**WHAT THE EXERCISE ASKS**
Present the material below as a numbered list with any blank lines omitted. Begin at the line that has "In this exercise you will locate the grape" and stop after the line that has "[(186, 198), (485, 385), (245, 165), (639, 343)]".

——

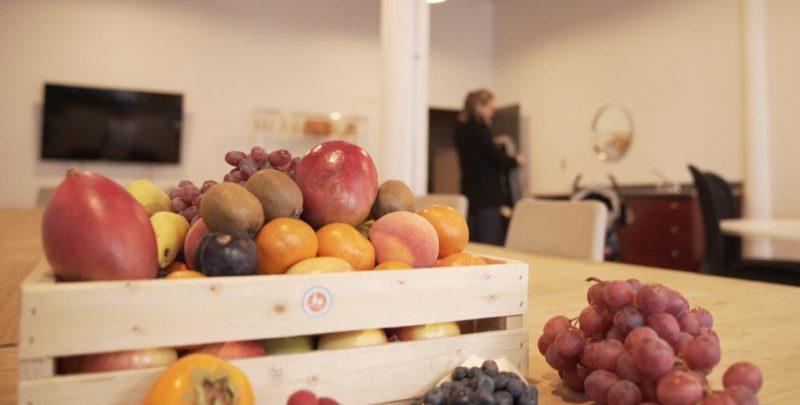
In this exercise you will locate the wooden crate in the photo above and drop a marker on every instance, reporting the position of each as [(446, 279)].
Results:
[(61, 319)]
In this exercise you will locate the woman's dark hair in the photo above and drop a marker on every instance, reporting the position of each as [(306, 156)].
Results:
[(471, 101)]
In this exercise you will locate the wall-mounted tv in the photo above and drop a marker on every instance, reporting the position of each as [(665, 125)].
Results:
[(82, 123)]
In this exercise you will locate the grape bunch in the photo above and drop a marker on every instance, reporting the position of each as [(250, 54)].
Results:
[(186, 198), (485, 385), (245, 165), (639, 343)]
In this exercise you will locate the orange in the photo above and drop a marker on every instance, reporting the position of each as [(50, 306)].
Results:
[(451, 228), (185, 274), (346, 242), (283, 242), (176, 266), (461, 259), (393, 265)]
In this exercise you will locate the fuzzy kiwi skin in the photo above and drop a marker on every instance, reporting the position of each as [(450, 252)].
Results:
[(393, 195), (279, 195), (230, 208)]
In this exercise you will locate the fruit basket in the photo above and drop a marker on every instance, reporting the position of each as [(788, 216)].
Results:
[(64, 319)]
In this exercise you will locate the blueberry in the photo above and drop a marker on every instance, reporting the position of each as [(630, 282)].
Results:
[(516, 388), (460, 373), (434, 397), (474, 372), (500, 381), (503, 398), (484, 382), (485, 398), (490, 367)]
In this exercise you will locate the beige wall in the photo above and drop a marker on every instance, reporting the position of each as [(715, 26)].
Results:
[(783, 65), (462, 46), (227, 58), (674, 64)]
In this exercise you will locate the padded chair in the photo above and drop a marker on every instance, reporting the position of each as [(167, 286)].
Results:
[(723, 253), (457, 201), (573, 229)]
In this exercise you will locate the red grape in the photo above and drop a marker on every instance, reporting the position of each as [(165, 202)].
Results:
[(593, 321), (653, 356), (689, 323), (742, 395), (743, 373), (569, 342), (649, 389), (606, 354), (259, 154), (635, 284), (234, 157), (703, 317), (615, 334), (628, 318), (624, 392), (718, 398), (556, 324), (178, 204), (618, 294), (573, 379), (677, 305), (680, 343), (701, 352), (665, 325), (544, 342), (638, 334), (653, 299), (556, 360), (587, 355), (207, 185), (679, 388), (598, 383), (280, 158), (627, 369)]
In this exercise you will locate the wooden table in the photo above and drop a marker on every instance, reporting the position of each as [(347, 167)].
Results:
[(775, 228), (756, 321)]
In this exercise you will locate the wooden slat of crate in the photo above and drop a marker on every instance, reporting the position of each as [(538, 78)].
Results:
[(91, 317), (355, 376)]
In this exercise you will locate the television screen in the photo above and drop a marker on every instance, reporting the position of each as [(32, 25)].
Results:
[(83, 123)]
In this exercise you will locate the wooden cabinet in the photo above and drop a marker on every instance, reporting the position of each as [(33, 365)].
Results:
[(662, 231)]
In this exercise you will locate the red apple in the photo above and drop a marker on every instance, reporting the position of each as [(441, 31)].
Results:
[(339, 184), (192, 241), (114, 361), (93, 229), (429, 331), (233, 350)]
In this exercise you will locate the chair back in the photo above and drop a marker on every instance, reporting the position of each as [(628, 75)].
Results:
[(559, 228), (457, 201), (717, 203)]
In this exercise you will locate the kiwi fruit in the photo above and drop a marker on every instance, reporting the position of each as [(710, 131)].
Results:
[(393, 195), (230, 208), (279, 195)]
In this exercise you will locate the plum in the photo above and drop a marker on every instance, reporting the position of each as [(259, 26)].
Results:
[(222, 254)]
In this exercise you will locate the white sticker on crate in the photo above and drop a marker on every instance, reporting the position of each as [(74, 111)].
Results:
[(317, 301)]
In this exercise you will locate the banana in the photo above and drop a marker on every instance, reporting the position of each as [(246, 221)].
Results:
[(150, 196), (171, 230)]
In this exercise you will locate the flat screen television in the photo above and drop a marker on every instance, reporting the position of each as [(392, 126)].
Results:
[(82, 123)]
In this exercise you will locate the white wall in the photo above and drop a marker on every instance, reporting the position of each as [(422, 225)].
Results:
[(228, 58), (783, 64), (676, 65), (462, 47)]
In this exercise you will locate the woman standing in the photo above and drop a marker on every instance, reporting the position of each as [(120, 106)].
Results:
[(483, 165)]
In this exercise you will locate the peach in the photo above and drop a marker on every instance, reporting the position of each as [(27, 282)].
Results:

——

**RESPONSE TO THE EXERCISE**
1. In this exercise you will locate the grape bunch in the photo above and drop a marker on every instance, reporting the position of each as [(250, 54)].
2. Results:
3. [(186, 198), (485, 385), (245, 165), (639, 343)]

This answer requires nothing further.